What this task involves:
Only the records, repeated exactly, should make up the response.

(Saved data entries)
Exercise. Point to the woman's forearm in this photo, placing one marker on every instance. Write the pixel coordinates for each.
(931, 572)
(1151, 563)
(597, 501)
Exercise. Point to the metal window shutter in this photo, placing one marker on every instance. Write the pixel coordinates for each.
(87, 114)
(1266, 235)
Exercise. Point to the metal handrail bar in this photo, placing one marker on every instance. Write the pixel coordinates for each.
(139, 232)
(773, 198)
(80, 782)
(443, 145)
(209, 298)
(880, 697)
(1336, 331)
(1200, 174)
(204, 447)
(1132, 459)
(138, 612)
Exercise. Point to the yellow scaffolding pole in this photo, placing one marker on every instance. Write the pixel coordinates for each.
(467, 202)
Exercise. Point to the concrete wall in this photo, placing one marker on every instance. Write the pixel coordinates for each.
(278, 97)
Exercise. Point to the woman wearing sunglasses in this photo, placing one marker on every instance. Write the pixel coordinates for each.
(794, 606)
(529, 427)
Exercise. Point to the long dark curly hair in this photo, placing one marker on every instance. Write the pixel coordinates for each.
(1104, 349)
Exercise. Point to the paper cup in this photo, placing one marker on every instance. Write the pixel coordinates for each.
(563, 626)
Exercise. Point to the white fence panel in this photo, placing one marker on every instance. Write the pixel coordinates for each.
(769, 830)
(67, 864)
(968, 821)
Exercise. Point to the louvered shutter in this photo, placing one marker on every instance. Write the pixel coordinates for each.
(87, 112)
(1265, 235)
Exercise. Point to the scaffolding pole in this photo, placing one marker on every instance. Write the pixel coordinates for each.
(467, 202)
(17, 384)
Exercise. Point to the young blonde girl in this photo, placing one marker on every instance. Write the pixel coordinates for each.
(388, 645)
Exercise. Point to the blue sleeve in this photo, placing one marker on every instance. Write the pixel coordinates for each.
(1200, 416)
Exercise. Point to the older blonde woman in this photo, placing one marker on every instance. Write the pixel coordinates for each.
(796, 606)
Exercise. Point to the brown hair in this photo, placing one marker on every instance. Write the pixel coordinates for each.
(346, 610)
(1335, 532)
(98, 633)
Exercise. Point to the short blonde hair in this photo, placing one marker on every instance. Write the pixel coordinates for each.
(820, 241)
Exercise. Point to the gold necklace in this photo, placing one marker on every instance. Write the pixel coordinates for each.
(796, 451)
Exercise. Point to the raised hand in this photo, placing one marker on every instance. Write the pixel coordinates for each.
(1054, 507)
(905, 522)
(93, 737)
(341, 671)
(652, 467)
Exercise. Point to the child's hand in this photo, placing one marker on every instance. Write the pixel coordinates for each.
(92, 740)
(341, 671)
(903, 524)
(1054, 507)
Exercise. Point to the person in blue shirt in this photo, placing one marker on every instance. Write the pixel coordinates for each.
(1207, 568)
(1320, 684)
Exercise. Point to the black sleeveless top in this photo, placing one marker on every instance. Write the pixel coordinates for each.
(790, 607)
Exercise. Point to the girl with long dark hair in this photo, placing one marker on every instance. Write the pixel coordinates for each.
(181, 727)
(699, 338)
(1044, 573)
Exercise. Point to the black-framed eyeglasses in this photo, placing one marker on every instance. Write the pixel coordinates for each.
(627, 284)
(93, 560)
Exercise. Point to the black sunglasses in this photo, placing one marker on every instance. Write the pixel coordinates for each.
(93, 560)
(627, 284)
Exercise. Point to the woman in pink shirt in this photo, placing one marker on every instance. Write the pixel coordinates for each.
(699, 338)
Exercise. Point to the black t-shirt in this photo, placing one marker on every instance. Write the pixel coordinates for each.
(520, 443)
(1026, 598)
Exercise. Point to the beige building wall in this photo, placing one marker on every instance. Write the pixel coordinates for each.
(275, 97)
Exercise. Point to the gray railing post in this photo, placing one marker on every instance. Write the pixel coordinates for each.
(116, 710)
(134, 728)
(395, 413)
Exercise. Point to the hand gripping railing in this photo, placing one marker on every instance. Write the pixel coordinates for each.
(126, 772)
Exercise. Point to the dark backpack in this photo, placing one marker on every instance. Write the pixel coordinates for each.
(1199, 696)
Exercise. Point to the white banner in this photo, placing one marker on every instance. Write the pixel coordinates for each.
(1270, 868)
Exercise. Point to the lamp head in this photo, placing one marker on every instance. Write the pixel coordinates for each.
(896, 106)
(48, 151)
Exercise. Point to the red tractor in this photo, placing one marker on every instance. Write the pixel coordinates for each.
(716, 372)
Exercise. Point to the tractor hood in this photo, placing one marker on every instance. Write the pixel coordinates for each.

Problem solution:
Exercise. Point to the woman's forearm in this photo, placing one marker on every instance. Write the pixel coordinates for each.
(931, 572)
(1151, 563)
(597, 501)
Exercise. Point to the metal window shutter in this photo, placing one marker on every instance. Write the pixel coordinates for each.
(87, 114)
(1266, 235)
Exercise. Point to the metal handrail bar in this photo, placing one marker on every instance. Write the pixel coordinates for each.
(139, 232)
(773, 198)
(80, 782)
(443, 145)
(209, 298)
(880, 697)
(1336, 331)
(1200, 174)
(204, 447)
(1132, 459)
(138, 612)
Exercise. Point to the yellow scaffolding pole in this photo, placing one marker on every instance. Write the pixel coordinates for each.
(467, 202)
Exercise. Point to the concrete wall in this photo, placing one marker on every instance. Write the pixel coordinates for each.
(278, 97)
Exercise. Point to the woman wearing sunglasses in this photo, placing one marker on every instance. Write the pixel coordinates for each.
(794, 606)
(529, 427)
Exercise. Point to the long dark curly hair in this photo, placing one marker on every instance. Write the pixel coordinates for each.
(1104, 349)
Exercise. Point to the paper cup in this photo, placing one marker on every instance. Write the pixel coordinates for each.
(563, 626)
Exercise. Point to the white fence panel in this photo, placing one marker on every instance. Write the pixel coordinates for each.
(769, 830)
(67, 864)
(968, 821)
Exercise. Point to the louvered shutter in this photo, placing one marker on every instance. Write the pixel coordinates for each.
(87, 112)
(1265, 235)
Exercise. Point to the scaffolding pole in this photo, placing one marker on every instance. Write the pixel coordinates for each.
(467, 202)
(17, 384)
Exercise. Point to the young blonde girl in this photo, placing one marker on every instance. Write the pixel coordinates for each.
(388, 645)
Exercise. Point to the blue sleeve in this photo, placing one marker on every instance. Write the pixel coordinates for each.
(1200, 416)
Exercise. Point to the older blonde woman in this photo, placing one marker on every instance. Write the pixel coordinates for each.
(796, 606)
Exercise. Point to the brown hair in this photo, placing one marker on every instance. Write the pixel coordinates for each.
(346, 610)
(1335, 532)
(98, 633)
Exercise. Point to the short blonde hair in this photo, placing one marker on every instance. Write the pixel coordinates for each.
(820, 241)
Exercise. Point to the gold necklace in this photo, placing one marker on every instance. Write the pixel coordinates for each.
(796, 451)
Exercise. Point to the raised hand in this photo, placing one marker on every instance. Write the pixel coordinates for each.
(1054, 507)
(905, 522)
(93, 737)
(341, 671)
(652, 467)
Exercise. Point to the child's hand in this photo, placing one marker on every instance. Write the pixel coordinates for each.
(92, 740)
(341, 671)
(903, 524)
(1054, 507)
Exercise. Point to the person in blue shirt in this photo, placing one marker on every instance. Write the pixel coordinates for each.
(1207, 568)
(1320, 684)
Exercise. Point to the black sleeveless top in this photo, placing one marker on every instance. Write the pixel coordinates for each.
(790, 607)
Exercise. Point to the girl with long dark hair in this photo, placing one marker on every instance. Write the pixel coordinates for each.
(181, 727)
(699, 338)
(1044, 573)
Exercise. Point to the black-framed eyeglasses in this photo, placing one marker on every instance. Write the pixel coordinates for each.
(627, 284)
(93, 560)
Exercise. Point to the black sunglasses in this photo, placing one marker on every instance. Write the pixel coordinates for each.
(93, 560)
(627, 284)
Exercise. Point to the woman in pink shirt in this photo, placing one marker on every instance. Write the pixel coordinates for each.
(699, 338)
Exercise. Point to the black t-shirt in this photo, placing one marker on every instance. Write the pixel coordinates for each.
(520, 443)
(1026, 598)
Exercise. Point to the beige building wall in this photo, placing one marker on every instance. Write the pixel coordinates for each.
(275, 97)
Exercise. Point to the gray railing post in this photo, placing one marker on every instance. Write the pixel coordinates for each.
(116, 710)
(134, 728)
(395, 413)
Exercise. Point to the hand gripping railing in this photo, placing one marker on every instance. Write the pixel coordinates for each.
(126, 772)
Exercise. Point to the dark backpack in this photo, placing one marker on every instance. Write the pixel coordinates for each.
(1199, 696)
Exercise. Point to the white banner in this photo, placing one marker on every instance. Write the pixel coordinates for each.
(1270, 868)
Exercise. Point to the lamp head in this photo, placing one marker on every instance. Write the pixel coordinates for each.
(896, 106)
(48, 151)
Exercise. Point to the red tractor in this photo, placing one marker on every instance. Write the pixel coordinates for each.
(716, 372)
Exercise. Point to the tractor hood in this photo, placing one marker on every instance. Write the pixel coordinates for each.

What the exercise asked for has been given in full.